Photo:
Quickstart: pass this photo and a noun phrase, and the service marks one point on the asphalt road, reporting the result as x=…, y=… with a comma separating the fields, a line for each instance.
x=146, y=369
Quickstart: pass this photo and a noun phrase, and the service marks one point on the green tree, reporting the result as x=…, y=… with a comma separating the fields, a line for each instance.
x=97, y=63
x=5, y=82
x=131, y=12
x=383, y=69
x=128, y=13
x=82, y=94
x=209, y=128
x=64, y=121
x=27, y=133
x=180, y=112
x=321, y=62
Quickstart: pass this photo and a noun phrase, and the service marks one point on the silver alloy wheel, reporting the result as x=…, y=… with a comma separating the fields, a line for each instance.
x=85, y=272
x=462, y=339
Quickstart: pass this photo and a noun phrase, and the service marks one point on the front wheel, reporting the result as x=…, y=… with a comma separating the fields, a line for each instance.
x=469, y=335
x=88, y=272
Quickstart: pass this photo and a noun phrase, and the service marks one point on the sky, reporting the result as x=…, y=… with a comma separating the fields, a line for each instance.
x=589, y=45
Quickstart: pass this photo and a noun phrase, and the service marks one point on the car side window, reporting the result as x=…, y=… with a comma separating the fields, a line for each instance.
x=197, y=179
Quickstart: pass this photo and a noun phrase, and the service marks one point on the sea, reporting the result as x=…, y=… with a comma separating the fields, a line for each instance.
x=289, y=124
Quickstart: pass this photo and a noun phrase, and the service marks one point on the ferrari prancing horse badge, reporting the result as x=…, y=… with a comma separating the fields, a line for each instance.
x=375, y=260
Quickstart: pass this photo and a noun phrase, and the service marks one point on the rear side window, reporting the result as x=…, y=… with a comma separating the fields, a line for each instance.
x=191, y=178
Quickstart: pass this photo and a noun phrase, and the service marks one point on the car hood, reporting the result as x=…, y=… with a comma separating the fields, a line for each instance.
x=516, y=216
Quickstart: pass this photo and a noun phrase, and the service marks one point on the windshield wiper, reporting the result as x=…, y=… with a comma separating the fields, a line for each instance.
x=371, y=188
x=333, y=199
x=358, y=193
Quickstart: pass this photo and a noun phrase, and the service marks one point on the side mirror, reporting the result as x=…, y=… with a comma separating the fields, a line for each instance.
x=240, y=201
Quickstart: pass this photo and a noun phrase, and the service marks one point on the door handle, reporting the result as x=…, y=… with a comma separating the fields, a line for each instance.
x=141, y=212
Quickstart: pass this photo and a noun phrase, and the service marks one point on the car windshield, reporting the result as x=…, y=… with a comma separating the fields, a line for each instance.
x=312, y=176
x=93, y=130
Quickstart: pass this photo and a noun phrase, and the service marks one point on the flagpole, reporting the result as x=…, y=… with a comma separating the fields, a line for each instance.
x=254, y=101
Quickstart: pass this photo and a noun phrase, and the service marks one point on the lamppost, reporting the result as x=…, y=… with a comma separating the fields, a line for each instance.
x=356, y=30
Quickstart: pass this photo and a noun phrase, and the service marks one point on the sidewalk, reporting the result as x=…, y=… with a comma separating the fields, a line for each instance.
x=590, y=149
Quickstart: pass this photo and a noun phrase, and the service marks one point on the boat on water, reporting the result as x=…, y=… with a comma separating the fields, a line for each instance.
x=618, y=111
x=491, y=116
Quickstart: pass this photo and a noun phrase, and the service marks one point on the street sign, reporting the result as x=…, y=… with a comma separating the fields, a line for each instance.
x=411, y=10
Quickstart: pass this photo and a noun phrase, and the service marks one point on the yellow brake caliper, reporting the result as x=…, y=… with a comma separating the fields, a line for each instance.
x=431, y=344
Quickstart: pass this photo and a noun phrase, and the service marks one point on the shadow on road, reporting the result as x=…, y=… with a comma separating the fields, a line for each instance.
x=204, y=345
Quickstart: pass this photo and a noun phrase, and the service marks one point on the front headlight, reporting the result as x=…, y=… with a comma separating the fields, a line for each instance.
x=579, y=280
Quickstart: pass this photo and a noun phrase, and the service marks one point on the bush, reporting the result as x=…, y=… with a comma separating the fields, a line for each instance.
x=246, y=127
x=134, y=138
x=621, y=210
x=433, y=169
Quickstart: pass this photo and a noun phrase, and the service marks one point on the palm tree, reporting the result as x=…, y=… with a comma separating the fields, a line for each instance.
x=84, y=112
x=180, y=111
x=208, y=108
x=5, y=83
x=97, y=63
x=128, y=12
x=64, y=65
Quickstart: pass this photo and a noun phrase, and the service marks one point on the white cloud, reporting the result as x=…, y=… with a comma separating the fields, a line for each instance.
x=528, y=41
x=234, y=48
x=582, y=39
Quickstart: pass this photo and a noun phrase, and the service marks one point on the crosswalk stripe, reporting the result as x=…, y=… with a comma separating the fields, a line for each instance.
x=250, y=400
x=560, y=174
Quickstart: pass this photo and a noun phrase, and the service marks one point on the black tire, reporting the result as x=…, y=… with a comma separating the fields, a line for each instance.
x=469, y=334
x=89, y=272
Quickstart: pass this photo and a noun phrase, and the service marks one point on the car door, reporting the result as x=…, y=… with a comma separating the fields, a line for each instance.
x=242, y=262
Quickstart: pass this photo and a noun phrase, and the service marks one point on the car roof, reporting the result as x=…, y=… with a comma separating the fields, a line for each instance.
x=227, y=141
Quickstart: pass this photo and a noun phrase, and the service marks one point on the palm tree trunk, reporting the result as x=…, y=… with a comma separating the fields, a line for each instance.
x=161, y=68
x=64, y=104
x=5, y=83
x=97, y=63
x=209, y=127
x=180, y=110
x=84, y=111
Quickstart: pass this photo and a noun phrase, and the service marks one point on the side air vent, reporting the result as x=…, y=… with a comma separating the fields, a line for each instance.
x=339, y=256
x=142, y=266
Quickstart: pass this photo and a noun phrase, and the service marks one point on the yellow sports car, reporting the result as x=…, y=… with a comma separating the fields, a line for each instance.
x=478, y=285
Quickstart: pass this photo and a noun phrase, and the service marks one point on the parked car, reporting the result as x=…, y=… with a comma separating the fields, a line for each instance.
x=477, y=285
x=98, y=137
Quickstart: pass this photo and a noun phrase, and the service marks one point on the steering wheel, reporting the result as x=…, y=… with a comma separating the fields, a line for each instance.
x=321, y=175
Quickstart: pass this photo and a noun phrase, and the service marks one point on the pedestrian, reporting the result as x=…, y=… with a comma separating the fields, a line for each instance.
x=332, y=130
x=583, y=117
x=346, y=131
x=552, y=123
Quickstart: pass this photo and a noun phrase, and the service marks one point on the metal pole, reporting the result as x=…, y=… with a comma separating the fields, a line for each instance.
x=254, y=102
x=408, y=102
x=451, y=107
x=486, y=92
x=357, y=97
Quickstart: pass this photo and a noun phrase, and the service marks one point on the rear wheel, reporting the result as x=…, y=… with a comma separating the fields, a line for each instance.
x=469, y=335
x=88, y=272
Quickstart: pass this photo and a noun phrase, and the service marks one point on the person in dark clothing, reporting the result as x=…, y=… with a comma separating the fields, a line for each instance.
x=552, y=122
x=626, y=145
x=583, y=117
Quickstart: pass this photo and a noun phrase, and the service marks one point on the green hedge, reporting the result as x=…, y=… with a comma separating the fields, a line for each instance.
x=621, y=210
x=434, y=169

──────────

Aim: Format all of the items above as a two-column CSV with the header row item_text,answer. Give one row per item, put each field in double quotes, and replace any line breaks inside a field with spaces.

Reply:
item_text,answer
"Photo: Quickstart: pass this photo and a noun phrase, and the service marks one point on the asphalt road, reporting the result as x=…, y=… with a comma separating the fields, a line for each instance.","x=146, y=369"
"Quickstart: pass this photo and a noun phrase, and the service marks one point on the green tree, reporting the result as x=…, y=… with a comma separating the fields, a line for each instance.","x=97, y=63 x=5, y=82 x=131, y=12 x=383, y=69 x=128, y=13 x=82, y=94 x=209, y=128 x=64, y=121 x=27, y=133 x=180, y=112 x=321, y=62"
"Quickstart: pass this photo and a noun phrase, and the service marks one point on the silver alloy wheel, reporting the result as x=…, y=… with a comma separating the fields, a line for each instance.","x=85, y=272 x=462, y=339"
"Quickstart: pass this photo and a noun phrase, and the service marks one point on the front wheel, reporting the result as x=…, y=… with a comma separating the fields, a line for each instance.","x=469, y=335 x=88, y=272"
"Quickstart: pass this photo and a noun phrase, and the service marks one point on the sky, reporting the result as x=…, y=… with a comma separating the fields, a line for each instance.","x=589, y=45"
"Quickstart: pass this photo and a noun phrase, and the service marks one point on the car side window, reporting the result as x=…, y=… with a comma separating the fields, a line for each instance.","x=197, y=179"
"Quickstart: pass this photo and a noun phrase, and the service marks one point on the sea, reporting the result as x=…, y=… with a comma separating the fields, a line for each instance.","x=289, y=124"
"Quickstart: pass this photo and a noun phrase, and the service marks one point on the ferrari prancing horse badge, reporting the result as x=…, y=… with a comma separating the fields, a line for each instance.","x=375, y=260"
"Quickstart: pass this photo and a noun phrase, and the service marks one point on the rear side window, reporting the result as x=…, y=… with a comma separating the fields, a line for each instance.","x=191, y=178"
"Quickstart: pass this photo and a noun phrase, and the service marks one point on the car hood, reporting the result as x=…, y=… with a comma separating the fields, a line for each instance.","x=516, y=216"
"Quickstart: pass this photo and a noun phrase, and the service marks one point on the windshield wiper, reporting the result as x=…, y=… with a comma separating the fields, a line for each instance.","x=371, y=188 x=333, y=199 x=358, y=193"
"Quickstart: pass this photo and a noun phrase, and the service marks one point on the side mirror, reporting the result as x=…, y=… with a comma separating the fields, a line for each instance.","x=240, y=201"
"Quickstart: pass this photo and a noun phrase, and the service marks one point on the door handle, reporting the result as x=…, y=… with a comma separating the fields, a line for each instance.","x=141, y=212"
"Quickstart: pass this photo and a noun phrase, and the service marks one point on the car windshield, reporting the result as x=…, y=… with a comma separating the fields, a line for each instance.","x=312, y=176 x=93, y=130"
"Quickstart: pass this photo and a noun phrase, and the service marks one point on the flagpole, reporting the result as x=…, y=… with a comma separating the fields, a line for each instance.","x=254, y=101"
"Quickstart: pass this photo and a noun phrase, and the service marks one point on the lamppost, reporting the result as x=…, y=… with a comma separating the fields, a line for each instance.","x=356, y=30"
"Quickstart: pass this photo and a noun phrase, and the service marks one point on the sidewalk, reporting the result as x=…, y=… with a comma separating the fields, a line for each instance.","x=590, y=149"
"Quickstart: pass this photo and a noun phrase, and the service marks one point on the boat on water, reporting the result as x=…, y=… with a comma separating the fields, a line for each instance.","x=618, y=111 x=491, y=116"
"Quickstart: pass this photo and a noun phrase, and the service marks one point on the street sign, reporting the result as x=…, y=… with a comma separating the fields, a line for each instance.","x=411, y=10"
"Quickstart: pass this photo and a noun phrase, and the service marks one point on the yellow brake caliper, reporting the result as x=…, y=… with a comma separating the fields, a line for each instance.","x=431, y=344"
"Quickstart: pass this photo and a noun phrase, and the service marks one point on the shadow on road, reporting the result as x=…, y=… with a comma separating the fields, a line for each instance.","x=204, y=345"
"Quickstart: pass this photo and a noun phrase, and the service marks one point on the front headlight, reporting the result as x=…, y=… with a comma separating the fields, a line for each instance.","x=579, y=280"
"Quickstart: pass this photo and a noun phrase, and the service marks one point on the bush, reporting the result as x=…, y=… with a comma separating the fields, a line for each instance.","x=246, y=127 x=134, y=138 x=621, y=210 x=433, y=169"
"Quickstart: pass this photo and a noun phrase, and the service marks one point on the palm tree, reporting the result as x=…, y=… with a comma separating the fields, a line for each instance.","x=84, y=112 x=180, y=111 x=208, y=108 x=5, y=83 x=97, y=63 x=128, y=12 x=64, y=65"
"Quickstart: pass this photo and a noun phrase, and the service marks one point on the white cloud, reporting the result as x=…, y=… with a comma separating the fields, a line for each instance.","x=528, y=41 x=234, y=48 x=582, y=39"
"Quickstart: pass this photo and a noun phrase, and the service marks one point on the crosswalk stripe, reporting the result as x=…, y=… with a comma separating the fields, a line for each instance.","x=250, y=400 x=560, y=174"
"Quickstart: pass this photo and a noun phrase, and the service marks one point on the black tire, reporting the result as x=…, y=… with a comma separating the fields, a line for each instance.","x=469, y=334 x=89, y=272"
"Quickstart: pass this photo and a noun phrase, and the service marks one point on the car door, reporting the result as x=…, y=… with a comma separating the fields, a line for each instance.","x=242, y=262"
"Quickstart: pass this photo and a noun phrase, and the service marks one point on the car roof, reporting the result as x=…, y=… with a comma separating the fields, a line for each instance.","x=227, y=141"
"Quickstart: pass this photo and a noun phrase, and the service marks one point on the palm tree trunk, reporting the result as x=…, y=… with a comma separating the fields, a line for each instance.","x=161, y=68 x=64, y=104 x=5, y=83 x=97, y=63 x=209, y=127 x=180, y=110 x=84, y=111"
"Quickstart: pass this photo and a noun phrase, and the service marks one point on the side air vent, reporting the result as x=…, y=… with a comma separating the fields, a line for each instance.","x=339, y=256 x=142, y=266"
"Quickstart: pass this photo and a noun phrase, and the service marks one point on the yellow sports car, reporting the result as x=…, y=… with a comma separating the fields, a line for each instance.","x=478, y=285"
"Quickstart: pass this photo and a noun phrase, and the service marks one point on the parked car, reporting the result as x=…, y=… with a comma separating the fields, a line for each instance.","x=477, y=285 x=98, y=137"
"Quickstart: pass this photo and a noun phrase, and the service marks one point on the steering wheel, reporting the result as x=…, y=… with a comma separating the fields, a line for each instance.","x=321, y=175"
"Quickstart: pass this photo and a noun phrase, and the service marks one point on the pedestrian, reporting the result as x=…, y=… with a comma separating the fields, a line for each instance.","x=332, y=130 x=583, y=117 x=346, y=131 x=552, y=123"
"Quickstart: pass this photo and a noun phrase, and the service marks one point on the metal pole, reporting the result as x=…, y=… with a comma separating the fields, a line for each instance.","x=254, y=102 x=408, y=102 x=451, y=107 x=486, y=92 x=357, y=97"
"Quickstart: pass this photo and a noun phrase, and the service marks one point on the rear wheel, reporting the result as x=…, y=… with a comma separating the fields, a line for each instance.","x=469, y=335 x=88, y=272"
"Quickstart: pass this photo and a noun phrase, and the service marks one point on the person in dark clothing, reporting the result as x=…, y=… with a comma separating the fields, a line for each instance.","x=552, y=122 x=626, y=145 x=583, y=117"
"Quickstart: pass this photo and a noun phrase, and the service marks one point on the green hedge, reporting the result as x=…, y=… with a comma separating the fields, a line for each instance.","x=621, y=210 x=434, y=169"